EXTRAIT:
"""

Pour l'OS c'est bon il est passé de Tiger a Snow Léopard sans problème  ça l'a beaucoup aidé ^^je pense le passé a Lion sur le nouveau disque  dur 

j'hésite un peut pour l'upgrade de cette machine car je dispose d'un  macbook de 2006 ou 2007 qui n'a pas les même performances (je crois  2006) je voulais savoir le-quelle vaut plus le coup pour l'upgrade avec  la même utilisation que le macbook pro 

PS merci pour tes conseils précieux ils m'ont déjà bien aidé


----------



## kolargol31 (3 Octobre 2011)

le passage à Lion ne sera pas possible car ton processeur n'est pas en 64 bits!!!

le ssd étant en sata II cela risque de brider fortement tes perfs (donc je ne pense pas que cela soit judicieux)


----------



## Letabilis (3 Octobre 2011)

Bon alors il y a une petite confusion de vous deux concernant le SSD et la norme sata.

Pour faire simple un disque dur ou un SSD c'est un lieu de stockage et le sata c'est en gros ce qui relie ton lieu de stockage au reste de ton ordinateur.

"""

JEU DE DONNÉES:
"""

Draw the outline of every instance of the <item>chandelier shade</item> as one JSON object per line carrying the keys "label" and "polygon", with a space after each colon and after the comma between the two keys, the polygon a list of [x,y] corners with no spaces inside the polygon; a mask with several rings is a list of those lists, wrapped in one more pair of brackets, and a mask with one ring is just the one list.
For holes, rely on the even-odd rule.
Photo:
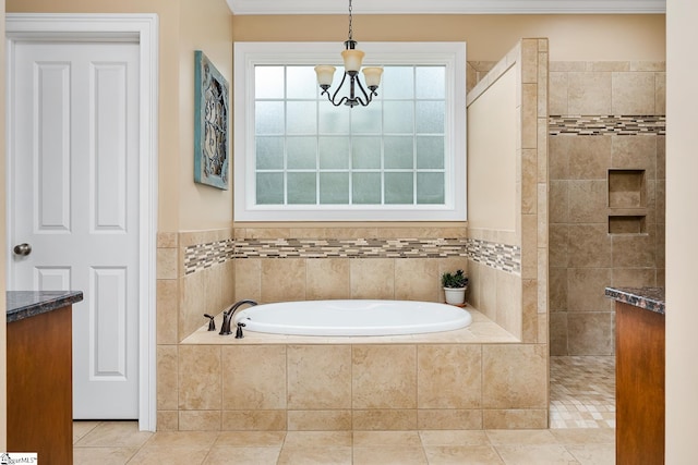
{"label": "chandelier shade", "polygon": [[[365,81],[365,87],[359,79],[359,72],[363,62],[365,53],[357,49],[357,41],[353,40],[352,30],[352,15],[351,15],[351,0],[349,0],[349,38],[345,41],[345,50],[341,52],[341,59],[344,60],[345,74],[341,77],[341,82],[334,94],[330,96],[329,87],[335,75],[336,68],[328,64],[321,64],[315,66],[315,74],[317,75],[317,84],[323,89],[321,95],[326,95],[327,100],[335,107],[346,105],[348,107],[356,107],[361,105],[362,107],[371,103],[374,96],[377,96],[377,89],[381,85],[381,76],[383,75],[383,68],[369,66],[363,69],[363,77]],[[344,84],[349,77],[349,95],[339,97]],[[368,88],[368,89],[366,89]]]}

"""
"""

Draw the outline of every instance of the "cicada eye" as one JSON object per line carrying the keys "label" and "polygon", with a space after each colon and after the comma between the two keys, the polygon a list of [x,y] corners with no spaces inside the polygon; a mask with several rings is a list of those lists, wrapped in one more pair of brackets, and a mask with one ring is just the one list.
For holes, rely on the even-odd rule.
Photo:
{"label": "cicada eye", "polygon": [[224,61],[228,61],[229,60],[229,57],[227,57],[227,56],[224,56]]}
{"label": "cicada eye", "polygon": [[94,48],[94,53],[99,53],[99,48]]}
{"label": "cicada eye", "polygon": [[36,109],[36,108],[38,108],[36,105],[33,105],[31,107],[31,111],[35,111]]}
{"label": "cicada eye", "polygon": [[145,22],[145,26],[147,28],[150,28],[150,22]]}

"""

CONSIGNES:
• A. Relevez, s'il vous plaît, chaque ligne des entrées qui contient le mot "keys", en tenant compte de la casse.
• B. Poursuivez la discussion sur le SSD et la norme SATA après sa dernière phrase.

RÉPONSES PAR CONSIGNE:
• A.
Draw the outline of every instance of the <item>chandelier shade</item> as one JSON object per line carrying the keys "label" and "polygon", with a space after each colon and after the comma between the two keys, the polygon a list of [x,y] corners with no spaces inside the polygon; a mask with several rings is a list of those lists, wrapped in one more pair of brackets, and a mask with one ring is just the one list.
Draw the outline of every instance of the "cicada eye" as one JSON object per line carrying the keys "label" and "polygon", with a space after each colon and after the comma between the two keys, the polygon a list of [x,y] corners with no spaces inside the polygon; a mask with several rings is a list of those lists, wrapped in one more pair of brackets, and a mask with one ring is just the one list.

• B.
Cette liaison (sata I chez toi) ne peut bridé que le débit d'information entre ton lieu de stockage et le reste de l'ordinateur, mais en aucun cas ta capacité de stockage.

Tu peux avoir un SSD de 32 Go ou un disque dur de 500 Go, ça ne changera rien, dans tout les cas, puis qu'ils communiquent avec le reste de ton ordi au travers d'une norme SATA I, les débits seront au maximum de 150 mo/s.

Ensuite concernant la différence entre un disque dur et un SSD :
- Un disque dur c'est comme son nom l'indique des disques qui tournent et une tête de lecture. Pas besoin de rentrer plus dans les détails. Comme c'est une technologie plus ancienne, elle permet de proposer un faible prix au Go et donc on va trouver facilement des disque de plusieurs centaines de giga pour des prix très abordables. Son "inconvénient" c'est que les débits sont relativement faibles. Plus la vitesse de rotation sera importante plus les débits le seront, mais globalement, on est loin des performance d'un SSD.
- Un SSD donc, même si d'aspect extérieur il ressemble à un disque dur il n'est pas composé du tout pareil. Dans un SSD il n'y a aucune pièce mécanique, mais uniquement des puces de mémoire flash. Grosso modo et pour faire très simple c'est comme une grosse clé USB ^^
Les SSD sont beaucoup plus rapide que ça soit en terme de débit que de temps d'accès, mais la contrepartie de cette nouvelle technologie, c'est qu'il sont encore cher pour la taille de stockage. 
On trouve en ce moment des SSD qui dépassent les 500 mo/s en lecture et en écriture.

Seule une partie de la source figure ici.